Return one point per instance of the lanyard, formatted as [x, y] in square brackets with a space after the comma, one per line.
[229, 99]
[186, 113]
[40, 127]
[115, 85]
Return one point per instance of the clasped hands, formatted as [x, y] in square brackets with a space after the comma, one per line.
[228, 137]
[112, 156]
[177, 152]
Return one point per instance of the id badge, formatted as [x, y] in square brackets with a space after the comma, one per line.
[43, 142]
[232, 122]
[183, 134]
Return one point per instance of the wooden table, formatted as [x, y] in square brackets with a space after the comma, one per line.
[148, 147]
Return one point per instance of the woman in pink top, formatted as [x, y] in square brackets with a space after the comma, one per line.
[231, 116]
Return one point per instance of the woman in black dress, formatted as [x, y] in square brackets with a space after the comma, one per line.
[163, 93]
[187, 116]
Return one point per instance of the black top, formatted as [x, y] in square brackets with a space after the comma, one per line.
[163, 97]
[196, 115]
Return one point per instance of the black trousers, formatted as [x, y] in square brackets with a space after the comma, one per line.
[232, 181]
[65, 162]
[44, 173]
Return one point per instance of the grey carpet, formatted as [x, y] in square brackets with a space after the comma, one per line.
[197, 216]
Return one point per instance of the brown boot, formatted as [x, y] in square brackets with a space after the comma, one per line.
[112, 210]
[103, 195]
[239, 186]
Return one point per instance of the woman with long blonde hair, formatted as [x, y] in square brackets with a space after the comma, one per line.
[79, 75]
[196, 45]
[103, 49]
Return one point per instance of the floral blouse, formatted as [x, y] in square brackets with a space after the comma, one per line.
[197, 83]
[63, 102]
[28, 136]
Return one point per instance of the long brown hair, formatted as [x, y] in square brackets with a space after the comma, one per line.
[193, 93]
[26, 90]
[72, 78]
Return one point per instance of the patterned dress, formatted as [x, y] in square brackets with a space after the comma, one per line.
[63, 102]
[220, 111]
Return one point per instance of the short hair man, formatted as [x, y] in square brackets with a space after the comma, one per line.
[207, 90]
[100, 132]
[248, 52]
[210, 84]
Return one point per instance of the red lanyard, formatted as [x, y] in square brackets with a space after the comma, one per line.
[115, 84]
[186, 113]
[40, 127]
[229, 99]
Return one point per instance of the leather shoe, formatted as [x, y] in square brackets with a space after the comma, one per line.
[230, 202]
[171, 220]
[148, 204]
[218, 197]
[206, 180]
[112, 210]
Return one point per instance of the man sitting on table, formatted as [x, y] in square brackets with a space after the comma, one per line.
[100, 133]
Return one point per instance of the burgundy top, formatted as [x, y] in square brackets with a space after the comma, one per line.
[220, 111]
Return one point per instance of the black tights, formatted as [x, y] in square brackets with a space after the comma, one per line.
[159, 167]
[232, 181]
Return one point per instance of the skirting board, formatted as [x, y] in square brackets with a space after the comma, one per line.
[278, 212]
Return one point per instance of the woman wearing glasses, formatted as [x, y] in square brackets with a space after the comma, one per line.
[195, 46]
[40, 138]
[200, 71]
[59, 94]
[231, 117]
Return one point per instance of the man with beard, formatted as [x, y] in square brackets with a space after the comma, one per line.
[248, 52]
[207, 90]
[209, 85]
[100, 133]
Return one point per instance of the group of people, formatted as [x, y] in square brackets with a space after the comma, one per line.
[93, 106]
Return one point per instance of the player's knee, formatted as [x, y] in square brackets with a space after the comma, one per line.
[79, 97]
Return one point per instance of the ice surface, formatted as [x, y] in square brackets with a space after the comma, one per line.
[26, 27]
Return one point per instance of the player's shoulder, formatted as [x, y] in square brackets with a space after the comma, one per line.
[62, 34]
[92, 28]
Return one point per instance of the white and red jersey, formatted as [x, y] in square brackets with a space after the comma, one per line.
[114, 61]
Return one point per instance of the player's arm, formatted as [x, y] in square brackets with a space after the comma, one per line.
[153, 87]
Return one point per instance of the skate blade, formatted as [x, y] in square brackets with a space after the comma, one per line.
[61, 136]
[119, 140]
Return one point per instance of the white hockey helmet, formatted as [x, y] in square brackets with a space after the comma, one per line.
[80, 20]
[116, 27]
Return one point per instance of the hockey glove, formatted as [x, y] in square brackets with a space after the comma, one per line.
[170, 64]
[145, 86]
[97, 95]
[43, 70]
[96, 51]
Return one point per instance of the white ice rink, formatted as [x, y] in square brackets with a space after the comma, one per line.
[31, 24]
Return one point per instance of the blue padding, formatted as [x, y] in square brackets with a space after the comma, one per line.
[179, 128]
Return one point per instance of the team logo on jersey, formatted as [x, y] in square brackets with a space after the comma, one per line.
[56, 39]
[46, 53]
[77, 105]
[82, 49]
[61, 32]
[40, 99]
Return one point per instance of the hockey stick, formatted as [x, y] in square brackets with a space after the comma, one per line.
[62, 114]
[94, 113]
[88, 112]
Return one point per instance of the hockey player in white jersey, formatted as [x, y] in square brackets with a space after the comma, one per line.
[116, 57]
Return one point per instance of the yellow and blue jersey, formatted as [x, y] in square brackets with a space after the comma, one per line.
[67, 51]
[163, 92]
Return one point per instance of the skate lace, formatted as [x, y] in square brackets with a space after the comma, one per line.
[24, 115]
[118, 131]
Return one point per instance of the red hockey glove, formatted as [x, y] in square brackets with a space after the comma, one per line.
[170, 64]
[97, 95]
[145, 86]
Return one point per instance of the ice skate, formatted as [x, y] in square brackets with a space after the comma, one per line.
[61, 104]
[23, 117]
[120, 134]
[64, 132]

...

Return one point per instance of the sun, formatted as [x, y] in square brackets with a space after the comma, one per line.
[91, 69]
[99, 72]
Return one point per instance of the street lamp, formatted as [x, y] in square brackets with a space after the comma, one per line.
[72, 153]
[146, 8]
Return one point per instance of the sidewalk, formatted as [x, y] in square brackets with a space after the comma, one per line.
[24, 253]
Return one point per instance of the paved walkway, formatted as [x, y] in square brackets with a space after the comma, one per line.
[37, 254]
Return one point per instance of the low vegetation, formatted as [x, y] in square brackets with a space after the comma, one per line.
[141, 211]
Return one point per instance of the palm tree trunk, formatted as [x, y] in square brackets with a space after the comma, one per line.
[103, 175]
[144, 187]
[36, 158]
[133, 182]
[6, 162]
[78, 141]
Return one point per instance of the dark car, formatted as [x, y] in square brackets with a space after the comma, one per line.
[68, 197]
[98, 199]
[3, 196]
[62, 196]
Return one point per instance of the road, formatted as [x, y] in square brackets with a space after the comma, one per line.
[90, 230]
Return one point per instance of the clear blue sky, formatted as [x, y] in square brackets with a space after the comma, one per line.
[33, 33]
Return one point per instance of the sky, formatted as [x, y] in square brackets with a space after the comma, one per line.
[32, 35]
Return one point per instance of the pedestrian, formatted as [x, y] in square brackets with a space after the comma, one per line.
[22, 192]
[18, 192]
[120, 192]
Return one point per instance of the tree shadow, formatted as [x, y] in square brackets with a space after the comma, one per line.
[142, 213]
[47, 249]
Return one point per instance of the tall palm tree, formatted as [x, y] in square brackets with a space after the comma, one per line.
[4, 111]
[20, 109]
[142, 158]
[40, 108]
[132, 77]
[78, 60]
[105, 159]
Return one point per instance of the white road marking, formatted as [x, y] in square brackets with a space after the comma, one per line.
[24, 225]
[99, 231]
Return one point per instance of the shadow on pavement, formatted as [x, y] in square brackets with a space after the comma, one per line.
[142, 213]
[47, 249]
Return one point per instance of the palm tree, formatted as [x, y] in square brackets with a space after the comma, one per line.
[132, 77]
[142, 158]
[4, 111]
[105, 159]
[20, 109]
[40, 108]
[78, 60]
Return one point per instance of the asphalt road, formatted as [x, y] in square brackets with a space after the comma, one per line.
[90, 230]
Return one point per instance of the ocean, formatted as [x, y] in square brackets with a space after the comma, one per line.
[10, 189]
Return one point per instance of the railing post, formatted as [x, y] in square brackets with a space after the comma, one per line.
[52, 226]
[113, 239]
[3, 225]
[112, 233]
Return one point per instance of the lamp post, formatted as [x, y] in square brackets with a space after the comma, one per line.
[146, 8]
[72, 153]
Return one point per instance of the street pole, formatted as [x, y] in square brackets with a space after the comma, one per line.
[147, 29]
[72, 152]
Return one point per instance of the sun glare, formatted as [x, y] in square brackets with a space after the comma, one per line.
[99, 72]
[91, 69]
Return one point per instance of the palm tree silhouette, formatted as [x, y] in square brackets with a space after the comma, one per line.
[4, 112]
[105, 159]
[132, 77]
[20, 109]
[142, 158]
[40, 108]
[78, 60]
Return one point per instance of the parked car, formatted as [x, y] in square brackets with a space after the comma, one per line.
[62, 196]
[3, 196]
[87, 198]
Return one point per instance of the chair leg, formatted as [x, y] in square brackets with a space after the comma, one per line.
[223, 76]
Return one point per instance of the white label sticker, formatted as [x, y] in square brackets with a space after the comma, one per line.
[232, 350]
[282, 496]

● **Aim of the task**
Pull out every line of the listing that contains the word "brown", matching uppercase and lowercase exactly.

● **Finished answer**
Return one point per instance of the brown boot, formatted as [x, y] in square brackets with a space after the comma, one per line.
Return one point per instance of the long brown hair, formatted as [x, y] in square brackets with a space after the comma, one per line.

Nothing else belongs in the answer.